### Supplied records
####

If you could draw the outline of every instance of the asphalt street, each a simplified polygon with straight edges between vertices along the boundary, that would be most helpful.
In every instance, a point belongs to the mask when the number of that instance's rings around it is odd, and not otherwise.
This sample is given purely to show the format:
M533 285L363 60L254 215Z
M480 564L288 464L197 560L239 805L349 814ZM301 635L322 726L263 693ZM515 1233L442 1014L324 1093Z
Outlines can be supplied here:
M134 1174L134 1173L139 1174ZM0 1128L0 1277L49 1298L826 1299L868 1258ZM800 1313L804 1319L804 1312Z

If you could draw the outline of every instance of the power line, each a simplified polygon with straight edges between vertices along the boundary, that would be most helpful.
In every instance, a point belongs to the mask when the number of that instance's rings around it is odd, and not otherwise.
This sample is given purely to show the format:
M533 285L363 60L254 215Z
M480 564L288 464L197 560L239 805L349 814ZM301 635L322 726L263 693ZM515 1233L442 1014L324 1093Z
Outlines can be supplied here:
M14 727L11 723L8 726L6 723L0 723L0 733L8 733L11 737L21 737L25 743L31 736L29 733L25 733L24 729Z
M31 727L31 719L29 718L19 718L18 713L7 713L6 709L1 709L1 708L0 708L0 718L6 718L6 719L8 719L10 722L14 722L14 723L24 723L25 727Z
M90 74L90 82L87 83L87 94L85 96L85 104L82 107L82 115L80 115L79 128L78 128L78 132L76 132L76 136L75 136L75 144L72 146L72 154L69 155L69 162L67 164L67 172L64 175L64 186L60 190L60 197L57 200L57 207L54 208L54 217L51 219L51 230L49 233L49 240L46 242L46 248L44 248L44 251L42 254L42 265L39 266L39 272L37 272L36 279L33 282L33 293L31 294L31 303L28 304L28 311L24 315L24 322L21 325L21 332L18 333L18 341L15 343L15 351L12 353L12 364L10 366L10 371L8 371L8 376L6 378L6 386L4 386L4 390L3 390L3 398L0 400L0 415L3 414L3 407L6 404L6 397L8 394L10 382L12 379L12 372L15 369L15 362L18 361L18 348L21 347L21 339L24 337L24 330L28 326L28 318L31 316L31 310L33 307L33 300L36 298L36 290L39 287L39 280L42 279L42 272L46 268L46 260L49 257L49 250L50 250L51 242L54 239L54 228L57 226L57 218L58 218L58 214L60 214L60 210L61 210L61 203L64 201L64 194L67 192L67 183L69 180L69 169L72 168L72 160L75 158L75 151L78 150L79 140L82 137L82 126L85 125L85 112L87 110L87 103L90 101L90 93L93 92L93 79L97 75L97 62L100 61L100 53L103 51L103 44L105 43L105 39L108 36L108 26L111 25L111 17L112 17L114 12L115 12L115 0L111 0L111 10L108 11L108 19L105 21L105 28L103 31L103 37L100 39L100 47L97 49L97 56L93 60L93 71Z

####

### Stated problem
Please rewrite the listing above, changing "simplified polygon" to "closed polygon" wherever it occurs and leaving everything else unchanged.

### Answer to this exercise
If you could draw the outline of every instance of the asphalt street, each a closed polygon with straight edges between vertices along the boundary, that would be most helpful.
In every instance, a point belongs to the mask when the number of that instance's rings around it is odd, and not otherwise.
This sample is given purely to show the format:
M533 285L363 60L254 215Z
M480 564L288 464L197 560L239 805L349 814ZM301 635L322 726L263 693ZM515 1233L442 1014L324 1093Z
Outlines can be supplied here:
M134 1174L134 1173L139 1174ZM0 1128L0 1277L49 1298L826 1299L868 1258ZM800 1313L804 1319L804 1312Z

If you could draw the outline of every instance of the power line, each a closed polygon with straight edges between vertices along the boundary, that would be most helpful.
In every instance, a point belongs to the mask when the number of that instance's rings around it is odd, and not otherwise.
This sample is given purely to show the format:
M533 285L363 60L254 215Z
M480 564L288 464L197 560L239 805L349 814ZM301 635L322 726L263 693ZM515 1233L442 1014L324 1093Z
Outlines can be supplied here:
M14 727L11 723L8 726L6 723L0 723L0 733L8 733L11 737L21 737L25 743L31 736L29 733L25 733L24 729Z
M31 727L31 719L29 718L19 718L18 713L7 713L6 709L1 709L1 708L0 708L0 718L6 718L6 719L8 719L10 722L14 722L14 723L24 723L25 727Z
M90 74L90 82L87 83L87 94L85 96L85 104L82 107L82 115L80 115L79 128L78 128L78 132L76 132L76 136L75 136L75 144L72 146L72 154L69 155L69 162L67 164L67 172L64 175L64 186L60 190L60 197L57 200L57 207L54 208L54 217L51 219L51 230L49 233L49 240L46 242L46 248L44 248L44 251L42 254L42 265L39 266L39 272L37 272L36 279L33 282L33 293L31 294L31 303L28 304L28 311L24 315L24 322L21 325L21 332L18 333L18 341L15 343L15 351L12 353L12 364L10 366L10 371L8 371L8 376L6 378L6 386L4 386L4 390L3 390L3 398L0 400L0 415L3 414L3 407L6 404L6 397L8 394L10 382L12 379L12 372L15 369L15 362L18 361L18 348L21 347L21 339L24 337L24 330L28 326L28 318L31 316L31 310L33 307L33 300L36 298L36 290L39 287L39 280L42 279L42 272L46 268L46 260L49 257L49 250L50 250L51 242L54 239L54 228L57 226L57 218L58 218L58 214L60 214L60 210L61 210L61 203L64 201L64 194L67 192L67 183L69 180L69 169L72 168L72 160L75 158L75 151L78 150L79 140L82 137L82 126L85 125L85 112L87 110L87 103L90 101L90 93L93 92L93 79L97 75L97 62L100 61L100 53L103 51L103 44L105 43L105 39L108 36L108 26L111 25L111 17L112 17L114 12L115 12L115 0L111 0L111 10L108 11L108 19L105 21L105 28L103 31L103 37L100 39L100 47L97 49L97 56L93 60L93 71Z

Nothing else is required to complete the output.